146-150 Laird Drive Perspective=In last month’s column I reported on The Brown Group’s application to build a block-long nine-storey condominium-plus-mixed-use building on the west side of Bayview between Soudan and Hillsdale. Now I have two more development applications to report, one along the west side of Laird south of McRae, and the other at Bayview and Eglinton to replace Sunnybrook Plaza.

Both represent real challenges to the character and scale of Leaside.

Several hundred very concerned Leasiders filled the William Lea Room at the official meeting held by the city’s planning department on Feb. 9 into the application by VIVA Retirement Communities for 146-150 Laird, across from the Smart Centre mall, a very large site that includes the two three-storey office/ retail buildings south of McRae, as well as the Golden Griddle restaurant and its parking lot.

One of the existing office buildings is the old Durant Motors building, a listed heritage property.

The developer seeks to build an eight-storey rental retirement building with 175 units, and a seven-storey seniors’ condominium with 109 units, connected by a three-storey bridge.

Such heights are two and a half times the height permitted by current zoning.

Massive is the term that comes to mind.

As you can imagine, it was a lively meeting.

Attendees criticized the application in strong terms. The proposed heights would plunge Randolph Rd.’s back yards and houses into deep shade for most of the day, year-long, and be exacerbated by insufficient setback between the proposed buildings and the homes immediately behind.

People raised privacy concerns as well. Given their heights, these buildings would tower over the neighbourhood and be visible from afar.

Another big issue was the traffic which would be generated by this complex, especially given Laird’s current at-capacity congestion.

Some said that there should be a moratorium on development in Leaside until there is a tough traffic plan to protect our residential streets.

Moreover, it was pointed out that, while VIVA’s proposed 183 parking spaces (located in three underground levels) were likely to be insufficient for a seniors’ care facility, with its frequent car movement related to staff shifts, suppliers, visitors, and residents, even this amount of traffic would worsen problems on Laird.

A long-time member of the Leaside Business Park Association said that locating residential buildings on Laird would also negatively affect the Leaside Business Park across the street: it would lead to erosion of the area’s employment and industrial activities which require sufficient separation from residential uses to meet safety regulations.

If these businesses were limited from carrying out their normal activities, they would be forced to move away.

DATASET CONTENT -
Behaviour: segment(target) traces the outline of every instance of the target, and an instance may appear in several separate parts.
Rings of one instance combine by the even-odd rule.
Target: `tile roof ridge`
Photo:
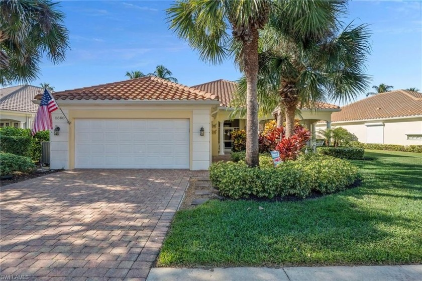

SET TASK - Reproduce, word for word, the part of the Laird Drive column between "One of the existing" and "visible from afar.", inclusive.

TASK RESULT -
One of the existing office buildings is the old Durant Motors building, a listed heritage property.

The developer seeks to build an eight-storey rental retirement building with 175 units, and a seven-storey seniors’ condominium with 109 units, connected by a three-storey bridge.

Such heights are two and a half times the height permitted by current zoning.

Massive is the term that comes to mind.

As you can imagine, it was a lively meeting.

Attendees criticized the application in strong terms. The proposed heights would plunge Randolph Rd.’s back yards and houses into deep shade for most of the day, year-long, and be exacerbated by insufficient setback between the proposed buildings and the homes immediately behind.

People raised privacy concerns as well. Given their heights, these buildings would tower over the neighbourhood and be visible from afar.